Task directions » The records that appear below are to be restated word for word.

Material for this task »

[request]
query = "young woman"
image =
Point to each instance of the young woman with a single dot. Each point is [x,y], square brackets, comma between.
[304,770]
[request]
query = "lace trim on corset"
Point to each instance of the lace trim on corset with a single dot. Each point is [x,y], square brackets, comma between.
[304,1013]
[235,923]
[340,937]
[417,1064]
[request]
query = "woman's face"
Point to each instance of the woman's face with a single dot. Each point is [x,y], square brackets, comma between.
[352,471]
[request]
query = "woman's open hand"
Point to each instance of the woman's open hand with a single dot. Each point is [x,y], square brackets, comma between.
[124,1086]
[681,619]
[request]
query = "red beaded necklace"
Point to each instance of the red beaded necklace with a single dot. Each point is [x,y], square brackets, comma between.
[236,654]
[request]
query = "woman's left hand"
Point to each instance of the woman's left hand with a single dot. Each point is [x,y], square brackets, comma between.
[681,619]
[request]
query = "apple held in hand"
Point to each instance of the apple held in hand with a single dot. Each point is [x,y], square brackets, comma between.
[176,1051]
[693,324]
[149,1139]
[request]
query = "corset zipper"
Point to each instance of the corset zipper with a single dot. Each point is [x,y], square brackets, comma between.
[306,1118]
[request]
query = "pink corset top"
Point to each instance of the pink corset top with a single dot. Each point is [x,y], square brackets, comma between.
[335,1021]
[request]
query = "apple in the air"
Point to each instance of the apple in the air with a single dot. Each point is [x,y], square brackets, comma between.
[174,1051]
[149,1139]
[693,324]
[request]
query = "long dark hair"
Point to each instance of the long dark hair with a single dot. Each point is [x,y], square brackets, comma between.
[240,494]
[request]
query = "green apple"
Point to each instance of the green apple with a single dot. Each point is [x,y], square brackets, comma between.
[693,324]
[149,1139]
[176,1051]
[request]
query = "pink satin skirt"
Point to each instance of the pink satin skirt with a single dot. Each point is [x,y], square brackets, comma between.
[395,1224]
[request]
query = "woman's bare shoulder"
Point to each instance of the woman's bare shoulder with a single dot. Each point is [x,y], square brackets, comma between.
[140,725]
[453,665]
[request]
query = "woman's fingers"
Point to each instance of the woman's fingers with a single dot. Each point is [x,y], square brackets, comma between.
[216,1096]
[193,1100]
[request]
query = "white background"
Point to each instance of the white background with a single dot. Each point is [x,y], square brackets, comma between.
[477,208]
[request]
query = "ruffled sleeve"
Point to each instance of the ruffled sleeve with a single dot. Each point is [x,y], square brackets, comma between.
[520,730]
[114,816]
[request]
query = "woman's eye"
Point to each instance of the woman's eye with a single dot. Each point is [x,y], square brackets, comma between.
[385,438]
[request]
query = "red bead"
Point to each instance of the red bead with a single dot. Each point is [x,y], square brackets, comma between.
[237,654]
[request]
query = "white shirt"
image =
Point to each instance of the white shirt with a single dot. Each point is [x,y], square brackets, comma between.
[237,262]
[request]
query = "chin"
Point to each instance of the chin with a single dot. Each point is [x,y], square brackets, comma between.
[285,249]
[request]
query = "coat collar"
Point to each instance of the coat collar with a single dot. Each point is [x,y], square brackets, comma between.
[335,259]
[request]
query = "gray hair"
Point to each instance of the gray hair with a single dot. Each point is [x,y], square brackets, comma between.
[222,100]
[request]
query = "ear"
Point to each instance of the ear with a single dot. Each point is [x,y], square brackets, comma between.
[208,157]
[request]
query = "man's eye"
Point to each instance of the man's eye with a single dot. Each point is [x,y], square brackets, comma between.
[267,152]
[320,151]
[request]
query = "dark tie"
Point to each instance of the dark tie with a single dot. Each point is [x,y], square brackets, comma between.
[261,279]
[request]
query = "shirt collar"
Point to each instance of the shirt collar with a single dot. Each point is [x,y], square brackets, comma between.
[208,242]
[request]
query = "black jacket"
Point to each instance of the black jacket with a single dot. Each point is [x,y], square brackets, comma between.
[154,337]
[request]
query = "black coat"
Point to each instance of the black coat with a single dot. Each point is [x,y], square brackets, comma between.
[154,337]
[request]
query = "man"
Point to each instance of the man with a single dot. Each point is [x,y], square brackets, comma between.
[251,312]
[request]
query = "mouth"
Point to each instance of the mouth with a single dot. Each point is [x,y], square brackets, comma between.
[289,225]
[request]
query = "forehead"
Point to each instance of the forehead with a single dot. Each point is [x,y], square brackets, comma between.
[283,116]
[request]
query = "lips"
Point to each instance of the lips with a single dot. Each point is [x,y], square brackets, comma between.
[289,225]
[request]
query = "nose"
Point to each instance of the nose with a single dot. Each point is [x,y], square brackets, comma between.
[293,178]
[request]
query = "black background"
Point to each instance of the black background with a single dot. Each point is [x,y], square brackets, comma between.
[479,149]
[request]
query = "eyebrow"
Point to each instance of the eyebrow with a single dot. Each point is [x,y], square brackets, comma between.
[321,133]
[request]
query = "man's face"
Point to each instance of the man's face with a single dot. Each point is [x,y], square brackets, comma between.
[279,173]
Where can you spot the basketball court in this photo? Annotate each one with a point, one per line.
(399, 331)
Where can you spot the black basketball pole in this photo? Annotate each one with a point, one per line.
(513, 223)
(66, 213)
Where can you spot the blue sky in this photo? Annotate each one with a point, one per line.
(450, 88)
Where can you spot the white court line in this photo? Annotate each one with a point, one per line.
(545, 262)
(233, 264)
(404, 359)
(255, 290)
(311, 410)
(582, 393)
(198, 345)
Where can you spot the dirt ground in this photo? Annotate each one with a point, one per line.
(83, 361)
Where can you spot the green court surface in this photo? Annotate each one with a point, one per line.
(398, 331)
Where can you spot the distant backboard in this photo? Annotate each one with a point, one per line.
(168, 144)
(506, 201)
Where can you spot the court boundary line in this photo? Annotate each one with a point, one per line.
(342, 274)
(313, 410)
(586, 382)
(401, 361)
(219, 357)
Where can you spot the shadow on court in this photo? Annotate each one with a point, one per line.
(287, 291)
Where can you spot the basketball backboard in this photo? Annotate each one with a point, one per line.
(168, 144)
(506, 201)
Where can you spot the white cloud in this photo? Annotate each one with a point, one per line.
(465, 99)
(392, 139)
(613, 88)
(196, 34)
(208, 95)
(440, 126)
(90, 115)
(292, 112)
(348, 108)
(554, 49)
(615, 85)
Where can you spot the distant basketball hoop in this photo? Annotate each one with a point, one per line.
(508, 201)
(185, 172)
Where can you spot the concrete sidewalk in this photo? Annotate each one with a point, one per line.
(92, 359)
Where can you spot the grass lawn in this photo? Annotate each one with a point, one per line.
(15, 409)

Exercise result »
[request]
query = "young woman"
image =
Point to each instance of the young woman with a single dot. Each point is [x,y], square brackets, comma between.
[304,770]
[request]
query = "lace trim on corset"
Point to each instance of the lace trim on corset with a single dot. Each point is [x,y], square brackets, comma between.
[304,1013]
[235,923]
[340,937]
[417,1064]
[request]
query = "woman's face"
Point to each instance of the woman's face with a single dot. Each point is [x,y], square brackets, comma between.
[352,471]
[request]
query = "woman's open hand"
Point to each instance of the woman's open hand with a single dot. Each point is [x,y], square brackets, comma between.
[124,1086]
[681,619]
[request]
query = "red beaded necklace"
Point to each instance of the red beaded necklace with a single dot. Each point is [x,y], square brackets, comma between.
[236,654]
[request]
query = "woman's left hand"
Point to each instance of the woman's left hand with a single dot. Each point is [x,y], square brackets, comma between.
[681,619]
[request]
query = "apple held in hand"
Point to each instance of the apple held in hand with a single dot. Each point is [x,y], square brackets, comma between.
[176,1051]
[693,324]
[149,1139]
[request]
query = "corset zipper"
Point to each instance of the corset zipper with a single dot. Each point is [x,y], square brackets, comma between.
[306,1118]
[request]
query = "pink corset top"
Point to each instance of the pink corset top with a single dot. Each point is [x,y], square brackets, comma between.
[335,1021]
[request]
query = "apple in the air"
Point to each instance of the apple in the air with a single dot. Each point is [x,y], square brackets, comma between.
[174,1051]
[149,1139]
[693,324]
[request]
query = "long dark hair"
Point to each instance of the long dark hair with a single dot. Each point is [x,y], square brackets, comma between.
[240,494]
[request]
query = "green apple"
Point to each instance of the green apple with a single dot. Each point is [x,y], square brackets, comma between.
[693,324]
[149,1139]
[176,1051]
[request]
query = "pink satin skirt"
Point to each instance of the pink satin skirt with a single dot. Each point is [x,y], square brackets, comma between.
[395,1224]
[request]
query = "woman's bare shoulder"
Point to each instance of the woman's bare shoulder with a single dot. Each point is [x,y], square brackets, comma between.
[140,725]
[453,665]
[request]
query = "woman's fingers"
Point to each instance of the woman's fingers with a single dot. Each point is [x,y], square brackets, comma between.
[216,1096]
[193,1100]
[request]
query = "white background"
Point to each instance of the white background with a single dot. Each point is [x,y], square brackets, comma between.
[477,208]
[request]
query = "ruffled sleeve"
Point to each instance of the ruffled sleeve with a single dot. Each point is [x,y], square brackets, comma between.
[520,730]
[114,816]
[request]
query = "woman's eye"
Point to each instance of the woman's eye with a single dot. Each point is [x,y], square brackets, comma between.
[385,438]
[request]
query = "red bead"
Point to each instance of the red bead with a single dot. Each point is [x,y], square brackets, comma between.
[237,654]
[request]
query = "white shirt"
image =
Point to each instance of the white shirt with a single dot. Each point is [x,y], square brackets, comma between.
[237,262]
[request]
query = "chin"
Point to each instance of the chin with a single dot. Each point is [x,y], square brackets, comma between.
[285,249]
[request]
query = "coat collar"
Point to each instance of the coat collar with a single dot. Each point is [x,y], square brackets, comma between.
[335,259]
[request]
query = "gray hair"
Point to each instance of the gray hair with a single dot. Each point is [x,y], square brackets, comma between.
[222,100]
[request]
query = "ear"
Point to each instance of the ear with a single dot. Each point is [x,y], square brackets, comma between.
[208,157]
[request]
query = "man's eye"
Point to each instance of the man's eye with a single dot. Each point is [x,y], square brackets, comma between.
[267,152]
[320,151]
[request]
query = "dark tie"
Point to each instance of the dark tie with a single dot. Each point is [x,y], square brackets, comma between.
[261,279]
[request]
query = "shirt collar"
Point to each instance of the shirt collar with a single dot. Each point is [x,y], square brackets, comma between.
[208,242]
[request]
query = "black jacket"
Point to each instance of the black jacket with a single dot. Each point is [x,y], square brackets, comma between.
[154,337]
[request]
query = "black coat"
Point to each instance of the black coat with a single dot. Each point is [x,y], square brackets, comma between.
[154,337]
[request]
query = "man"
Point to each instance of the man with a single dot. Each point is [x,y], square brackets, comma between.
[251,312]
[request]
query = "mouth"
Point to each instance of the mouth with a single dot. Each point is [x,y], square brackets, comma between.
[289,225]
[request]
query = "forehead"
Point to each instance of the forehead with a single dot. Each point is [x,y], square brackets, comma between.
[283,116]
[request]
query = "lips"
Point to each instance of the lips with a single dot. Each point is [x,y], square brackets, comma between.
[289,225]
[request]
query = "nose"
Point to each instance of the nose with a single dot. Each point is [x,y], square brackets, comma between.
[293,178]
[request]
query = "black background"
Point to each instance of the black background with a single dot. Each point is [x,y], square brackets, comma between.
[479,149]
[request]
query = "eyebrow"
Point to each instance of the eyebrow with a single dot. Each point is [x,y], square brackets, comma between.
[321,133]
[request]
query = "man's face"
Point to each instance of the man's face with a single dot. Each point is [x,y], square brackets, comma between.
[279,173]
Where can you spot the basketball court in this photo? Annotate each one with a point, one per line.
(399, 331)
Where can you spot the black basketball pole in this photo? Annotate each one with a point, one per line.
(513, 223)
(66, 213)
Where can you spot the blue sky in this photo? Annotate each one with a point, one per line.
(450, 88)
Where can you spot the white court line in this photo? Annotate each one with a point, one per line.
(545, 262)
(233, 264)
(404, 359)
(255, 290)
(311, 410)
(582, 393)
(198, 345)
Where can you spot the dirt ground in this photo? Annotate each one with a point, one per line.
(83, 361)
Where can you spot the green court surface in this photo? Annotate each one with a point, one per line.
(398, 331)
Where can you spot the distant backboard in this photo? Annotate each one with a point, one per line.
(168, 144)
(506, 201)
Where can you spot the court boundary line in this photo? Annotate each one with a point, one per line.
(342, 274)
(313, 410)
(586, 382)
(401, 361)
(219, 357)
Where can you spot the shadow on court in this photo? Annotate each one with a point, one per line.
(287, 291)
Where can you spot the basketball backboard in this photo? Annotate each one with a point, one per line.
(168, 144)
(506, 201)
Where can you spot the white cloud in this photo? Annotate each one with a point, one per line.
(465, 99)
(392, 139)
(613, 88)
(196, 34)
(208, 95)
(440, 126)
(90, 115)
(292, 112)
(348, 108)
(554, 49)
(615, 85)
Where can you spot the distant basketball hoop in this photo? Annotate each one with a point, one per line.
(508, 201)
(185, 172)
Where can you spot the concrete sidewalk in this photo? Annotate each one with a point, one per line.
(92, 359)
Where can you spot the grass lawn in this photo? Annotate each one with a point, one per line.
(15, 409)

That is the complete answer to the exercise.